**Bloque de texto:**
--
Efectivamente, así sucedió hace algunos días. Se podría decir que la razón “real” fue buscar un hueco en el primer cajón de mi escritorio para guardar mi recién estrenado netbook, para protegerlo de los posibles golpes o caídas que podría sufrir si lo seguía dejando en mi mesa a merced de cualquier mano torpe (por ejemplo, la mía). Pero la realidad es que aquel era el día señalado por el destino en el que, sin proponérmelo conscientemente, iba a poner patas arriba mi pasado.
--
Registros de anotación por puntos

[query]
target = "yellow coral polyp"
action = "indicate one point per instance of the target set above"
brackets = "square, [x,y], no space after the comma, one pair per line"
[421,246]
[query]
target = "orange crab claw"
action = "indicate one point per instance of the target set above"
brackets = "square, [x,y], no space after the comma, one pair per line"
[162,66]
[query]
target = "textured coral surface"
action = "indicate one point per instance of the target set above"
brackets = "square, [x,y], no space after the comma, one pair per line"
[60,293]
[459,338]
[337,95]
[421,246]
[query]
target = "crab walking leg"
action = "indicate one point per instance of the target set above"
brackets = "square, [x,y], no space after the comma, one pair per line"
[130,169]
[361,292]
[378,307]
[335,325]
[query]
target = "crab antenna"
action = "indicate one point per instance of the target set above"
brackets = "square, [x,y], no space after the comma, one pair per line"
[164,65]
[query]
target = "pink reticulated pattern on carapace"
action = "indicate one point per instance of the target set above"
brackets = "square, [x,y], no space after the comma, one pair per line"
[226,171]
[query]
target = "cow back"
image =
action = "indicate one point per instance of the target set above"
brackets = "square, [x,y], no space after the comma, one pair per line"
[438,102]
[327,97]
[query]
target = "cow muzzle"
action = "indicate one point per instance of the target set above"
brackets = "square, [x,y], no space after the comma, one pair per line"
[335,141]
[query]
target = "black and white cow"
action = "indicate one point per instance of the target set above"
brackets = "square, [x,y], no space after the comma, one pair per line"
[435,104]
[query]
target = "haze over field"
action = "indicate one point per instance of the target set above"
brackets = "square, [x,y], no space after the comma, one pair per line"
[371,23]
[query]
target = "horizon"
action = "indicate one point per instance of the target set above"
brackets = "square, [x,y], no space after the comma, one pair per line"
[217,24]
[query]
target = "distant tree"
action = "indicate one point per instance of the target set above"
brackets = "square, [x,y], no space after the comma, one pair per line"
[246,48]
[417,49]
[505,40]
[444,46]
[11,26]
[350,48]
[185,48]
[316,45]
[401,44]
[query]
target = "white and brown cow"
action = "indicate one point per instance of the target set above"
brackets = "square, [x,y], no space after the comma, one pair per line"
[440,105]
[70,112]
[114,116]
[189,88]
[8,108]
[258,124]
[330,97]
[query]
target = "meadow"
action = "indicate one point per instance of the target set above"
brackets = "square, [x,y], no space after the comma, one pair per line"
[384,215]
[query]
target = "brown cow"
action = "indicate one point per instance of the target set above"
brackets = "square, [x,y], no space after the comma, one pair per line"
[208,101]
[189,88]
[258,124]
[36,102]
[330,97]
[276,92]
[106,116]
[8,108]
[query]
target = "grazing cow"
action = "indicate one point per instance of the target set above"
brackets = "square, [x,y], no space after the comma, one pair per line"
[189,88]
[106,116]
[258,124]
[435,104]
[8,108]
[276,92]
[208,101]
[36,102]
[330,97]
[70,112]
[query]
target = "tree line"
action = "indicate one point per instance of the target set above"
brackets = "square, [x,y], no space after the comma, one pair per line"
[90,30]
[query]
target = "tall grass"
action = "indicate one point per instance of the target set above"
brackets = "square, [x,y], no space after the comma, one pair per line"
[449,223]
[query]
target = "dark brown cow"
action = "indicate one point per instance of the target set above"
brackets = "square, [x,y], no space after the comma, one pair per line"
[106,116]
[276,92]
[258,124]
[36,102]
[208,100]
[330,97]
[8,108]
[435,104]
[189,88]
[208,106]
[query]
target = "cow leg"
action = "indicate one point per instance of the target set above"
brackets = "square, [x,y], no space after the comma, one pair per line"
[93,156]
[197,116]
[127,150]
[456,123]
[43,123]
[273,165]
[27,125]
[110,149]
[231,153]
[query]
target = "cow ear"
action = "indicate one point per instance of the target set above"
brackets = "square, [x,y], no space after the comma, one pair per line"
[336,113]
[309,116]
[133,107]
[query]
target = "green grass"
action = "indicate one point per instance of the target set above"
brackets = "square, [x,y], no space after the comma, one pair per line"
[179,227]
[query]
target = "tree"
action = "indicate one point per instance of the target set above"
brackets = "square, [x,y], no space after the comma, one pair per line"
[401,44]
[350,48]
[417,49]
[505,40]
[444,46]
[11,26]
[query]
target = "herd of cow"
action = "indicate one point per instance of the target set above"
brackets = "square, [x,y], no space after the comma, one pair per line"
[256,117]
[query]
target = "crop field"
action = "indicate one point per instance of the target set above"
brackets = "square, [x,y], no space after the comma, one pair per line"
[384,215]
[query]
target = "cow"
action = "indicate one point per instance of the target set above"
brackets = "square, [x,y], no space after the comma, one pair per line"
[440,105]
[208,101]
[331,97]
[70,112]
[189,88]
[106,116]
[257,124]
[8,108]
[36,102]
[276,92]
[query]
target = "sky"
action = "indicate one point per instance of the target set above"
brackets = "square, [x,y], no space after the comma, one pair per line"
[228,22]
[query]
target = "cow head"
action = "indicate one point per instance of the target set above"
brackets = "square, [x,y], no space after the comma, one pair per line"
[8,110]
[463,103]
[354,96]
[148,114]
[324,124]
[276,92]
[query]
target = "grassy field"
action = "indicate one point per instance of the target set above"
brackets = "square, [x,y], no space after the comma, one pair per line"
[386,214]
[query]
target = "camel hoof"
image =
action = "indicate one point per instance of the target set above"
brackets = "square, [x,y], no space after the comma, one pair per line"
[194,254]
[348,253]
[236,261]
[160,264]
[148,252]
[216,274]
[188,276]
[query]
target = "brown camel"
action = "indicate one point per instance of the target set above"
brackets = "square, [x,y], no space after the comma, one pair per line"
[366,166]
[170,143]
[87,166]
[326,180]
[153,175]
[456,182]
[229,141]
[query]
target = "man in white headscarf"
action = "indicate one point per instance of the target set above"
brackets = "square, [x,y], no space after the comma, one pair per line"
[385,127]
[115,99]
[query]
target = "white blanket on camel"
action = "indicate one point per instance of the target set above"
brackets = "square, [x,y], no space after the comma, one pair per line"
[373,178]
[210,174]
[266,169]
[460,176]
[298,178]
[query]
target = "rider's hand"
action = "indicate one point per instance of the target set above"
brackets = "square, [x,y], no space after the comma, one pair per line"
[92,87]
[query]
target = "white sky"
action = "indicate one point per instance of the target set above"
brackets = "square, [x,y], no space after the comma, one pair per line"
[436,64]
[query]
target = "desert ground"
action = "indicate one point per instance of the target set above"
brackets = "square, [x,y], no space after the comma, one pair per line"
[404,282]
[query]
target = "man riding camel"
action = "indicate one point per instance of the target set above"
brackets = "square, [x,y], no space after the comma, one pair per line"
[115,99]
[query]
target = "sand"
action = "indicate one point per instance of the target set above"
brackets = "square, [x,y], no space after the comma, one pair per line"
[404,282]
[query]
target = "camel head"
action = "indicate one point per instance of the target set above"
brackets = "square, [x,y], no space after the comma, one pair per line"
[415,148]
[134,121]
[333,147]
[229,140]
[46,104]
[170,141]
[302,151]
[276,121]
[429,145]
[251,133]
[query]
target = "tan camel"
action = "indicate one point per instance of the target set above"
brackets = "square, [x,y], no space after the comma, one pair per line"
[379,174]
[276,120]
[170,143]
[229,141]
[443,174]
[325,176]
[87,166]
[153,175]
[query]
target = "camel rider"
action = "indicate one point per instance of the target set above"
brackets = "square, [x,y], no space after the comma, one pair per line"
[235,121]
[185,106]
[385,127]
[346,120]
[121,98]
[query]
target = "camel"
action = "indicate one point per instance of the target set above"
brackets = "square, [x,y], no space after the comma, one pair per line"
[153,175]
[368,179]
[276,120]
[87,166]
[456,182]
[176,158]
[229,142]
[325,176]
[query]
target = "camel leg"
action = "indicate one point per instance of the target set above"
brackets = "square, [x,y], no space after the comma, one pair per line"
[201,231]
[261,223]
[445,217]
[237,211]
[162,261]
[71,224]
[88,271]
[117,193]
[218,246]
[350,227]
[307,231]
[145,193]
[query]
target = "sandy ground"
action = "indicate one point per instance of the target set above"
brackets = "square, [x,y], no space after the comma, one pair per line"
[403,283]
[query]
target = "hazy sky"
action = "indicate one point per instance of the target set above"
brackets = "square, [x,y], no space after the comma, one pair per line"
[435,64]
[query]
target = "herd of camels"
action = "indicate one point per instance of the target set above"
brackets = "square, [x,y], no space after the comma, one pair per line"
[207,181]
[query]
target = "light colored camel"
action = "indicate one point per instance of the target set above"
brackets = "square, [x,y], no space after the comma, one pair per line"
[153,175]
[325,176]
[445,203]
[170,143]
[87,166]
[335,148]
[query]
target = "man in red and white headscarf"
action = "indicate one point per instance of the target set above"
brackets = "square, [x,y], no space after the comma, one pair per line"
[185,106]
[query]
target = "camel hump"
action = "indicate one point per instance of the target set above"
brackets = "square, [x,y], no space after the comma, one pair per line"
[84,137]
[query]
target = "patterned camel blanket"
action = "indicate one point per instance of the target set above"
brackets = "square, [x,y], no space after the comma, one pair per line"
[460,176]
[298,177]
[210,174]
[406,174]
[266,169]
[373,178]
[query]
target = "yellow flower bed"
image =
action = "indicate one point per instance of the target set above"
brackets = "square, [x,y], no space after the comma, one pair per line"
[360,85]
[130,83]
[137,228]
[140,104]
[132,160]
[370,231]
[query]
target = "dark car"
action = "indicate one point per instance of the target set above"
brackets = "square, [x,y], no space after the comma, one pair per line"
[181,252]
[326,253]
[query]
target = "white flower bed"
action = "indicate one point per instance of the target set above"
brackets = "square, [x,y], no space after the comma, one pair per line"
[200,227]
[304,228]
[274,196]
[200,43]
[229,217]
--
**Completa lo siguiente:**
A. Reproduce íntegro el relato sobre el cajón del escritorio, sin cambiar nada.
B. Cuenta las líneas de las filas que contienen la cadena "field" y escribe únicamente el número.

**Resultados por tarea:**
A.
Efectivamente, así sucedió hace algunos días. Se podría decir que la razón “real” fue buscar un hueco en el primer cajón de mi escritorio para guardar mi recién estrenado netbook, para protegerlo de los posibles golpes o caídas que podría sufrir si lo seguía dejando en mi mesa a merced de cualquier mano torpe (por ejemplo, la mía). Pero la realidad es que aquel era el día señalado por el destino en el que, sin proponérmelo conscientemente, iba a poner patas arriba mi pasado.

B. 3